## Goal of the exercise
Reproduce, word for word, the lines of the listing below from the one containing "Task: pin the glasses" through the one containing "point(4, 41)", both included.

## Supplied entries
* begin *

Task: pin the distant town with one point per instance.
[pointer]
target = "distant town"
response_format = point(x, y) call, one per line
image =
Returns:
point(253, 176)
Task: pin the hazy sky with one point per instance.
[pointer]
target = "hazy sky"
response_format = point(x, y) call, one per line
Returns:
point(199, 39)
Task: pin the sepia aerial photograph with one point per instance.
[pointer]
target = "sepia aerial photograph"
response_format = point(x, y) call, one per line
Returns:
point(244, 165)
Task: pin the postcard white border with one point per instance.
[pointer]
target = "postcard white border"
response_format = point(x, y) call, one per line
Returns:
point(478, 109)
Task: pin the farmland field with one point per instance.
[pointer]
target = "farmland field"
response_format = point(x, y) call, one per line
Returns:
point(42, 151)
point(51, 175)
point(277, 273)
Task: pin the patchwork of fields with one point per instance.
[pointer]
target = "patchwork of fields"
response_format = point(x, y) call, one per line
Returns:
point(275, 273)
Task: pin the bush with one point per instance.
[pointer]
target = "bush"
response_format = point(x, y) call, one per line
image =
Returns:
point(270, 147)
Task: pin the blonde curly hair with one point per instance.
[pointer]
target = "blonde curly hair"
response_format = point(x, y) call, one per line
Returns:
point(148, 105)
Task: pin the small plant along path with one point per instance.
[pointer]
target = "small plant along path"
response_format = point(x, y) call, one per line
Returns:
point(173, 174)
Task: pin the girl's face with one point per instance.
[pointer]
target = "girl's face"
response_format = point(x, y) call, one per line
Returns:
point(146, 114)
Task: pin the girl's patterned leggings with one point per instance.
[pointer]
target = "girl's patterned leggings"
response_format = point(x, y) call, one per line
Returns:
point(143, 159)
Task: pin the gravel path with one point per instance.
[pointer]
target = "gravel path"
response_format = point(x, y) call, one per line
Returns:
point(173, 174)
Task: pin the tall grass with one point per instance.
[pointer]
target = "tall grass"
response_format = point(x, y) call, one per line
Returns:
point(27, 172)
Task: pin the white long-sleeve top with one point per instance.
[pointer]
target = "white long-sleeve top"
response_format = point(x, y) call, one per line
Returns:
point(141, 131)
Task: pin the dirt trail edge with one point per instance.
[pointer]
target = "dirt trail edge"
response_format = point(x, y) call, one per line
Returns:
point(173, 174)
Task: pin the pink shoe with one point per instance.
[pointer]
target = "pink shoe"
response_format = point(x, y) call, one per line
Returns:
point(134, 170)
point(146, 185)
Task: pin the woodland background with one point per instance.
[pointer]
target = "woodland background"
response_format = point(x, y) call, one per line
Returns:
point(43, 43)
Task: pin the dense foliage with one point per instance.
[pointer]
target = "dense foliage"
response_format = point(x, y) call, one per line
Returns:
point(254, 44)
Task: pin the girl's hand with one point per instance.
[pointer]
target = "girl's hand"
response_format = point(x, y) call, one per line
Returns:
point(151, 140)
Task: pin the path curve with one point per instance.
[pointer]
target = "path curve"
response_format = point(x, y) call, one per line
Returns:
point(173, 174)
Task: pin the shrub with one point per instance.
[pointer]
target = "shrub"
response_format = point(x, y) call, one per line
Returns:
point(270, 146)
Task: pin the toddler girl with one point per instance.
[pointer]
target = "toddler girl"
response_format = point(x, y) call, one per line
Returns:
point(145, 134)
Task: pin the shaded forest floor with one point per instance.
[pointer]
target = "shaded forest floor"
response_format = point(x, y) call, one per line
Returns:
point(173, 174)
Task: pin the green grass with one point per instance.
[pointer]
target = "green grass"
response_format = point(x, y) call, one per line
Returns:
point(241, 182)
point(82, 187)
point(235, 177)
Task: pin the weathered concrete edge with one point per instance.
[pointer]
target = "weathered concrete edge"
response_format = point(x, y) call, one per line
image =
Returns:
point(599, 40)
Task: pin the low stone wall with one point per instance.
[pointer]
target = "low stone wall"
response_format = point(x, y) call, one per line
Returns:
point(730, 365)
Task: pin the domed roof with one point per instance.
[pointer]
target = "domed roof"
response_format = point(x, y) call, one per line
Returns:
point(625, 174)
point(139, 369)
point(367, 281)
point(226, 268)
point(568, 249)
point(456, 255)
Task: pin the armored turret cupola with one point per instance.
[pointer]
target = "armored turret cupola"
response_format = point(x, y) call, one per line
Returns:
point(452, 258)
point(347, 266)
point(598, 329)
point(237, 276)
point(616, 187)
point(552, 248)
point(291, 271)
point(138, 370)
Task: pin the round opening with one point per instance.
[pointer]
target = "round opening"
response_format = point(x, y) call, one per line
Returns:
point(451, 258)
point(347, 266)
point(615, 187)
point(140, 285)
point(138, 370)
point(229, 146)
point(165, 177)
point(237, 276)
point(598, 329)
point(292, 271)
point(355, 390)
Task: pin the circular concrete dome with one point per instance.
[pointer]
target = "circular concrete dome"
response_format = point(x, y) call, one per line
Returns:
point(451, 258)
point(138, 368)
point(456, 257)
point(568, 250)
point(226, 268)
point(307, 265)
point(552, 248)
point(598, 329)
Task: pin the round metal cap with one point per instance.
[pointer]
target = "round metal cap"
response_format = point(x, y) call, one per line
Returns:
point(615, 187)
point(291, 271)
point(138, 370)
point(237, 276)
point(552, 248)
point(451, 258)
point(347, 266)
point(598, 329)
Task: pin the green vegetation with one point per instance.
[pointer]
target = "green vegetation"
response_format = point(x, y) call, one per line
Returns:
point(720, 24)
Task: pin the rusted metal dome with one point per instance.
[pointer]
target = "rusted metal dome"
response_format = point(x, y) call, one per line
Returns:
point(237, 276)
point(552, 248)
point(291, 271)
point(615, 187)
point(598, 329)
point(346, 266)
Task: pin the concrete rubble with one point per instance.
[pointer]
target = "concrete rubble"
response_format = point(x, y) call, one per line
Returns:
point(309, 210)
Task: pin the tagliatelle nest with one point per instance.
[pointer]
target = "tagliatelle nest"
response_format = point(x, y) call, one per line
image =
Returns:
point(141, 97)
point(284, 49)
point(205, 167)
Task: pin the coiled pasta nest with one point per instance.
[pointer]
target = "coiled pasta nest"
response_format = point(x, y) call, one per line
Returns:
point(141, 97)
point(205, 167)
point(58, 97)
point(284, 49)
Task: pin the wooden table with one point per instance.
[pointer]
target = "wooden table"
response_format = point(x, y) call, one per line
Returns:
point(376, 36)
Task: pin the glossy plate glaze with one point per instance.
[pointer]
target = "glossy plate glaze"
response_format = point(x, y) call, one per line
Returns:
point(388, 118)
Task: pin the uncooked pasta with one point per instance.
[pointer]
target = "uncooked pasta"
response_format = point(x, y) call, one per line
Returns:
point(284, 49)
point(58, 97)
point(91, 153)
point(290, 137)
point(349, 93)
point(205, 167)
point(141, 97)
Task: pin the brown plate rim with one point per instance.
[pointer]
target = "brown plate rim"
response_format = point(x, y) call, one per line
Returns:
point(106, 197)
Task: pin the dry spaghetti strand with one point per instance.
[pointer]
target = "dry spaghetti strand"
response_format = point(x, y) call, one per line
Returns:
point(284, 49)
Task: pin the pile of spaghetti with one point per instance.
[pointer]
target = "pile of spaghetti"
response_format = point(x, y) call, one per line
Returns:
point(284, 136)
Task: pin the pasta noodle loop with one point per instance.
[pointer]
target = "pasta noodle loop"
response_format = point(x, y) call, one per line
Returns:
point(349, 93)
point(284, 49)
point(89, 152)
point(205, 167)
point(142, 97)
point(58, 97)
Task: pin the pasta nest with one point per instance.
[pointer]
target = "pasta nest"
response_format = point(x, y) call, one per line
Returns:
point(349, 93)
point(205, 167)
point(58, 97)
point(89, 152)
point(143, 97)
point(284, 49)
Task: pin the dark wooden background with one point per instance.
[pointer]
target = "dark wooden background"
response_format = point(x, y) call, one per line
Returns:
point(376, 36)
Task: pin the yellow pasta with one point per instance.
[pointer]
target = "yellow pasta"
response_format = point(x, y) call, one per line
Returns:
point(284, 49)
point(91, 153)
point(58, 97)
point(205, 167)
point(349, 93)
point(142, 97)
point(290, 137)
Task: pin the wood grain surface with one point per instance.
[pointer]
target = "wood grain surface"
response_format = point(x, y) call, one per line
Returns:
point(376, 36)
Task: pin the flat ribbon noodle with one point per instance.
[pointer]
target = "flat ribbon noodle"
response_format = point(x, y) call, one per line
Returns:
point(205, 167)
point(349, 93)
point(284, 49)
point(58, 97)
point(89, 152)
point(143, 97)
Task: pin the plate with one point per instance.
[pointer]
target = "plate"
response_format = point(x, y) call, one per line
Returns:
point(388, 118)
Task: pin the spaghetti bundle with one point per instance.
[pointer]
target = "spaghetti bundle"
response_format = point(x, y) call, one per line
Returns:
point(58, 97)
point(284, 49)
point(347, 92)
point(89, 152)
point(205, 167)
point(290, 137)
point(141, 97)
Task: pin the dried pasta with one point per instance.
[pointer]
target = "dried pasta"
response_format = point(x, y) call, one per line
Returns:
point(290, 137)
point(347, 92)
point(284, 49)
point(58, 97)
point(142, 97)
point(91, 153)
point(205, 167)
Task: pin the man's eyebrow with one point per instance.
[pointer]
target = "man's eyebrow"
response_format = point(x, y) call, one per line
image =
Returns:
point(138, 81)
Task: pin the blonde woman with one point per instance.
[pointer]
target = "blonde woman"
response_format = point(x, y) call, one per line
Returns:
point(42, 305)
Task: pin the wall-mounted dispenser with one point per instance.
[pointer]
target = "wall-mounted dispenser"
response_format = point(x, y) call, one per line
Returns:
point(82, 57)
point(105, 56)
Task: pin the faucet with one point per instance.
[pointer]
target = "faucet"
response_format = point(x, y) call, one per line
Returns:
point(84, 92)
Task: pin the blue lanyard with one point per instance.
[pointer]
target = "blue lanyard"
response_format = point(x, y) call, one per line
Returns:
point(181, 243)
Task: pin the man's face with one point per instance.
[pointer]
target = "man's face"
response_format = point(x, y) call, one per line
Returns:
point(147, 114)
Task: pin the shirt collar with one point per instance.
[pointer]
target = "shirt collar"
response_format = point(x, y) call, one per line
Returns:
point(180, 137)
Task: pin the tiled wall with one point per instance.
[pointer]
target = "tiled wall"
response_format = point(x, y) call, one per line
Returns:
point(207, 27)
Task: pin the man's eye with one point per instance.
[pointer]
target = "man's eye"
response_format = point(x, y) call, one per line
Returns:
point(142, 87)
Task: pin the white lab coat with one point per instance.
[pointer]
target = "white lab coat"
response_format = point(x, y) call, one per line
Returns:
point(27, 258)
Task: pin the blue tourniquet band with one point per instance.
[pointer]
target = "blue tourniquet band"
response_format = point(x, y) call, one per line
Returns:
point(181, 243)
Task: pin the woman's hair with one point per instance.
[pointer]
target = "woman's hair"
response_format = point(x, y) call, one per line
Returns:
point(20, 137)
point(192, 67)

* end *
* begin *

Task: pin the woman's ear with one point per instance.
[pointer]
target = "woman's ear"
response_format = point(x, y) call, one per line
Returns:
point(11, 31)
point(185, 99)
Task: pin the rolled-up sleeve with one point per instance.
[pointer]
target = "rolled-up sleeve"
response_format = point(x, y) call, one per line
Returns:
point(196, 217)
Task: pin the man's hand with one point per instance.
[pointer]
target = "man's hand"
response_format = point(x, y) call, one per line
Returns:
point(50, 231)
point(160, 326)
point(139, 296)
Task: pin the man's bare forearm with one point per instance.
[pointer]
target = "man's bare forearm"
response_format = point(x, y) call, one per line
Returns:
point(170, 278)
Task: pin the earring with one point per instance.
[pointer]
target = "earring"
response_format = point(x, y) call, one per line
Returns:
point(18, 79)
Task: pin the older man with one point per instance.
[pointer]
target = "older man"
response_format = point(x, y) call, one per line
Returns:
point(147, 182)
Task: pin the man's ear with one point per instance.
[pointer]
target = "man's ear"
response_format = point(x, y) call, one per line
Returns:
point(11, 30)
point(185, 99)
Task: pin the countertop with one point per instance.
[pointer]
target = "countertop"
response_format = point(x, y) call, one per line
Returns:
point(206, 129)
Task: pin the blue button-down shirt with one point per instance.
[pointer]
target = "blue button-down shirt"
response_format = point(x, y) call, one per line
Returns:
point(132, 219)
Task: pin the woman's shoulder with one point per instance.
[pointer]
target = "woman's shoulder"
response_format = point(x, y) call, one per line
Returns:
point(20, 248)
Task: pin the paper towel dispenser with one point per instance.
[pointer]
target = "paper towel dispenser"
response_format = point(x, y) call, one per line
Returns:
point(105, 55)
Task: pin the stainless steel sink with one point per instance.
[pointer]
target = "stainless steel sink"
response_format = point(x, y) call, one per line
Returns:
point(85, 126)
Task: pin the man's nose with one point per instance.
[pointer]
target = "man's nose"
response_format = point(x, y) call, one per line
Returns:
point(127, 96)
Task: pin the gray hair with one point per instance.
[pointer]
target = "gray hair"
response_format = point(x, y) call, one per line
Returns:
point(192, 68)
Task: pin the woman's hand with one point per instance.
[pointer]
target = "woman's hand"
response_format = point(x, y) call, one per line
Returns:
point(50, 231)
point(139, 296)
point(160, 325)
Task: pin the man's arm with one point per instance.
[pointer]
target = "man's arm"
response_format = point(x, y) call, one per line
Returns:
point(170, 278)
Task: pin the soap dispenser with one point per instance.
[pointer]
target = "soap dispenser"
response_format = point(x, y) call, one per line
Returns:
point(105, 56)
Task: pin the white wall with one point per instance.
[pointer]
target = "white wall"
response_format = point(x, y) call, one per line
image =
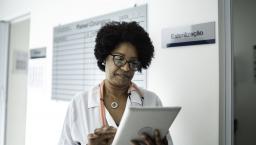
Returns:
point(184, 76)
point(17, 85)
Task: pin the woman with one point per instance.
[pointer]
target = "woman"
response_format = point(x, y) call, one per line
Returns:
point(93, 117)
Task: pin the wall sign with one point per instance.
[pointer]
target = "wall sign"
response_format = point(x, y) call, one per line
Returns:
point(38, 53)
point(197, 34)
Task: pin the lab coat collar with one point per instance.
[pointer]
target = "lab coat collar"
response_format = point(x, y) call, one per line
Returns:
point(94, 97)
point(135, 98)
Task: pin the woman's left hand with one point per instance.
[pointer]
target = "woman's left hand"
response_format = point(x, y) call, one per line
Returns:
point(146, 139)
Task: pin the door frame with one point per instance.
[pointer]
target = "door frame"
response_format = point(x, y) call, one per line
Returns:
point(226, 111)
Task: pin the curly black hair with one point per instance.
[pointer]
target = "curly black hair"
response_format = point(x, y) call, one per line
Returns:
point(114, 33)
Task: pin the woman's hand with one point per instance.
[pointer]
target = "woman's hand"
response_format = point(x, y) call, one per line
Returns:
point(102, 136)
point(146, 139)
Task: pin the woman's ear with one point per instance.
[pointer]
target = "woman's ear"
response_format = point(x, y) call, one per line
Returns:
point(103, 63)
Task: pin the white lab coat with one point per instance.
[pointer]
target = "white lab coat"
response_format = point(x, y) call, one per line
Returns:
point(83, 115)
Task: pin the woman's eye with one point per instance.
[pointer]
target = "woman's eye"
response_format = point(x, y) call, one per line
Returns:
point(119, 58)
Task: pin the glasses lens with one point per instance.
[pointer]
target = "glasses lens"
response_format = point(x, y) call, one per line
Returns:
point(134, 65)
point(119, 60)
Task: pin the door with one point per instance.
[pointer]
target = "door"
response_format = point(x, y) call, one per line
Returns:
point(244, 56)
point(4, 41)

* end *

## The completed task
Task: pin the glasses lens with one point per instance.
[pointer]
target = "glasses lens"
response_format = point(x, y) call, one per line
Returns:
point(134, 65)
point(119, 60)
Task: pin the door with one point per instance.
[pointer]
target = "door"
response_format = point(x, y) call, one per line
Returns:
point(244, 56)
point(4, 41)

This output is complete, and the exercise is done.